+++ Page extract

Thursday, January 26, 2012

Hair Today...

When I was a little girl I had white-blonde hair, and Jim did as well. Yep, we were towheads.
(Do you know where that term came from? When making Flax into cloth, the short fibers that need to be removed from the long threads are called tow, and apparently are really white. So blonde colonial children got the nickname towheads, and it's stayed in our vocabulary.)

Many women wish they could keep their blonde locks, and pay a lot of money to keep the dream alive - and Clairol and L'Oreal just love them for it. When I was about 9 my mother taught me to help her frost her hair, a process that involved a shower cap with holes all over it. I would stick a crochet hook through and pull out strands of hair which she could then bleach. It is a MUCH more sophisticated process now.
(I considered inserting a photo of a head of hair with several dozen foil pieces sticking up all over, but I think everyone pretty much knows just how dorky that looks.)



But when we were girls, we couldn't just run get highlights like you can now. We resorted to using whatever product we were told would work. I remember putting lemon juice on it when out in the sun, but that didn't seem to lighten it much; tho the way it turned our hair to straw told us it was doing something.

I got my hair done the other day, and during a discussion of such coloring techniques, my hairdresser, Judy, confessed she'd tried all the same weird things girls try to make their hair lighter. She laughed as she remembered how she and her sister had an epic fail when they experimented on their little sister. They'd bought Sun-In, and not wanting to risk their own hair, they took her outside to spray it on her BROWN hair. They watched in horror as it started getting redder and redder, becoming quite copper just as mom was coming home, and they caught it for that one. When she was a little older and expressed desire to be a real hair professional, Judy's mom made it clear she could NOT come near her head until she had plenty of training!

++++++
+++ Recorded data

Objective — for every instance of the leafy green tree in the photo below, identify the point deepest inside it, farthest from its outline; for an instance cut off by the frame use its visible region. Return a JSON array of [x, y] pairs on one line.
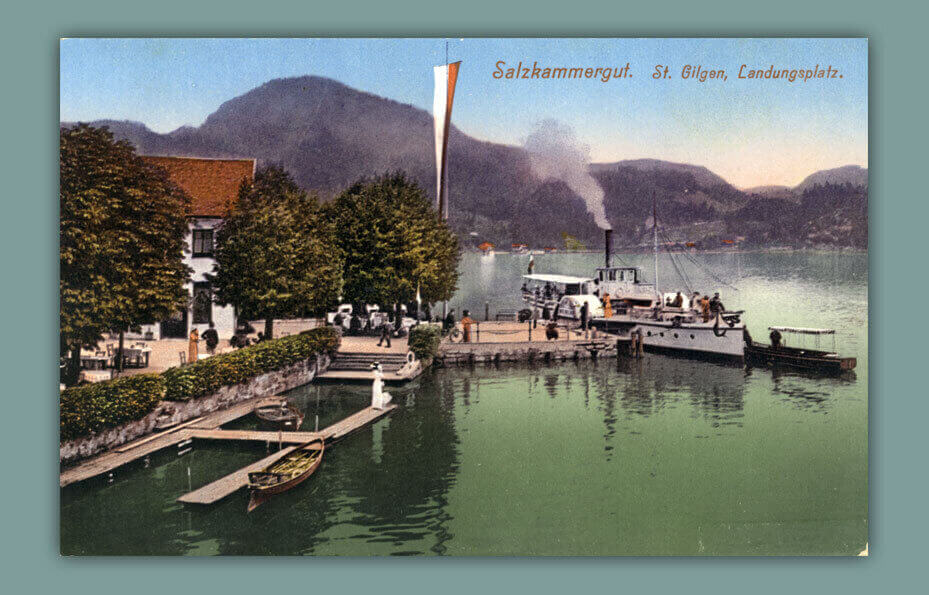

++++++

**Tasks to carry out**
A – Answer these about the hair post, one a line:
(i) What are the short fibers removed from the long flax threads called?
(ii) What tool did the writer push through the shower cap to pull out strands of hair?
(iii) What product did Judy and her sister spray on their little sister's hair?
B – Please duplicate the part of the hair post starting with "Thursday, January 26, 2012" and going on through "sophisticated process now.".
The listing that comes after the hair post is separate material.

**Answers below**
A –
(i) Tow
(ii) A crochet hook
(iii) Sun-In

B –
Thursday, January 26, 2012

Hair Today...

When I was a little girl I had white-blonde hair, and Jim did as well. Yep, we were towheads.
(Do you know where that term came from? When making Flax into cloth, the short fibers that need to be removed from the long threads are called tow, and apparently are really white. So blonde colonial children got the nickname towheads, and it's stayed in our vocabulary.)

Many women wish they could keep their blonde locks, and pay a lot of money to keep the dream alive - and Clairol and L'Oreal just love them for it. When I was about 9 my mother taught me to help her frost her hair, a process that involved a shower cap with holes all over it. I would stick a crochet hook through and pull out strands of hair which she could then bleach. It is a MUCH more sophisticated process now.